_TRECHO DE ORIGEM_
A Declaração de Direitos do Estado da Virgínia de 16 de junho de 1776, considerada pelos positivistas o marco do nascimento dos direitos humanos, declara que "todos os homens nascem igualmente livres e independentes, têm direitos certos, essenciais e naturais dos quais não podem, por nenhum contrato, privar nem despojar sua posteridade: tais são o direito de gozar a vida e a liberdade com os meios de adquirir e possuir propriedades, de procurar obter a felicidade e a segurança".
Nasce neste momento de forma positivada o denominado "Direito a felicidade", que deixa de pertencer unicamente ao jusnaturalismo e alberga-se também junto ao positivismo, nas palavras de Konder Comparato: "a busca da felicidade repetida na Declaração de Independência dos Estados Unidos (...), é a razão de ser imediatamente aceitável por todos os povos, em todas as épocas e civilizações. É uma razão universal, como a própria pessoa humana".
Com a Independência dos Estados Unidos no dia 04 de julho de 1776, a felicidade foi elevada ao status de um direito que, ao lado de tantos outros, como vida, liberdade e igualdade representam, segundo Fábio Konder Comparto, "o primeiro documento político que reconhece, a par da legitimidade da soberania popular, a existência de direitos inerentes a todo ser humano, independente das diferenças de sexo, raça, religião, cultura ou posição social".
Este é o prólogo da Declaração de independência criada por Thomas Jefferson: "Consideramos estas verdades como evidentes por si mesmas, que todos os homens são criados iguais, dotados pelo Criador de certos direitos inalienáveis, que entre estes estão à vida, à liberdade e à procura da felicidade". É a felicidade ganhando status de Direito equivalente ao Direito à vida, à liberdade, à igualdade e à dignidade da pessoa humana.

_PROBLEMA PROPOSTO A_
Segundo o texto sobre o direito à felicidade, em que data foi feita a Declaração de Direitos do Estado da Virgínia?
_PROBLEMA PROPOSTO B_
Transcreva do texto sobre o direito à felicidade a passagem que começa em "Este é o prólogo" e termina em "da pessoa humana.".

_REGISTROS FORNECIDOS_
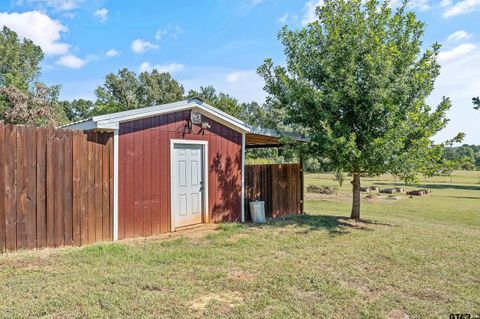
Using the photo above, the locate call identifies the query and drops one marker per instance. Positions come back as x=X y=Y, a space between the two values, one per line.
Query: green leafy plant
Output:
x=356 y=81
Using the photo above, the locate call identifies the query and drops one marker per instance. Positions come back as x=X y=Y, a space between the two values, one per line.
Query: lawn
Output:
x=416 y=257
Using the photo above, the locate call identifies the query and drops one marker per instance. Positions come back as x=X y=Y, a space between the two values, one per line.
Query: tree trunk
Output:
x=356 y=197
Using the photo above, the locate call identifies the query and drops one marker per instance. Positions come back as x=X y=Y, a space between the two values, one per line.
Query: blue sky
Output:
x=221 y=42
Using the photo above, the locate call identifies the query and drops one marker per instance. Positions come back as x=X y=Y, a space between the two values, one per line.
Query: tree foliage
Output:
x=356 y=81
x=77 y=110
x=19 y=61
x=36 y=108
x=125 y=91
x=22 y=99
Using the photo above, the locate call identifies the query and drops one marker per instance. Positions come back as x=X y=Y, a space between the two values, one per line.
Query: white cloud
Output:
x=140 y=46
x=58 y=5
x=241 y=76
x=457 y=52
x=112 y=52
x=169 y=67
x=459 y=35
x=71 y=61
x=446 y=3
x=422 y=5
x=39 y=28
x=460 y=7
x=459 y=80
x=244 y=88
x=310 y=8
x=172 y=30
x=101 y=14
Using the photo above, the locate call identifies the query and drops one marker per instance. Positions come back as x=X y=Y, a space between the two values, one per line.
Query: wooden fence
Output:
x=279 y=185
x=56 y=187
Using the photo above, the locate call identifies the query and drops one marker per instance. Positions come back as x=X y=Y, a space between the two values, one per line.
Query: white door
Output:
x=187 y=179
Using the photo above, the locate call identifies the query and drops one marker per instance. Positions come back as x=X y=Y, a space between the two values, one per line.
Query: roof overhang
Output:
x=112 y=121
x=254 y=137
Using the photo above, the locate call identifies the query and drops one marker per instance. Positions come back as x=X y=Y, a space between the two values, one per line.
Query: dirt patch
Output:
x=241 y=275
x=321 y=189
x=193 y=232
x=373 y=197
x=341 y=197
x=398 y=314
x=230 y=299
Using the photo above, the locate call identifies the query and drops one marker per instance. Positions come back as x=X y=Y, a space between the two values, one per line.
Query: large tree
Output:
x=356 y=80
x=77 y=110
x=23 y=100
x=19 y=61
x=125 y=91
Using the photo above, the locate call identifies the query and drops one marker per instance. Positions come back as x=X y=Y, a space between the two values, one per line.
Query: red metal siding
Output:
x=144 y=172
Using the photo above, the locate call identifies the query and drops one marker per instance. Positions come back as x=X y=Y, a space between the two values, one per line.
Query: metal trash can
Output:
x=257 y=211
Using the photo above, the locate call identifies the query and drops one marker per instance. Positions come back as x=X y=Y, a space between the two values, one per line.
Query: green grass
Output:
x=417 y=256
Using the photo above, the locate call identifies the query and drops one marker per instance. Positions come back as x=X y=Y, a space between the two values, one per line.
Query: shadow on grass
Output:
x=334 y=225
x=451 y=186
x=436 y=186
x=463 y=197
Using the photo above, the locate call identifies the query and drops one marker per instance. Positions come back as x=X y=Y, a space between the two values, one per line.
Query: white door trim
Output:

_RESPOSTA A_
Em 16 de junho de 1776.

_RESPOSTA B_
Este é o prólogo da Declaração de independência criada por Thomas Jefferson: "Consideramos estas verdades como evidentes por si mesmas, que todos os homens são criados iguais, dotados pelo Criador de certos direitos inalienáveis, que entre estes estão à vida, à liberdade e à procura da felicidade". É a felicidade ganhando status de Direito equivalente ao Direito à vida, à liberdade, à igualdade e à dignidade da pessoa humana.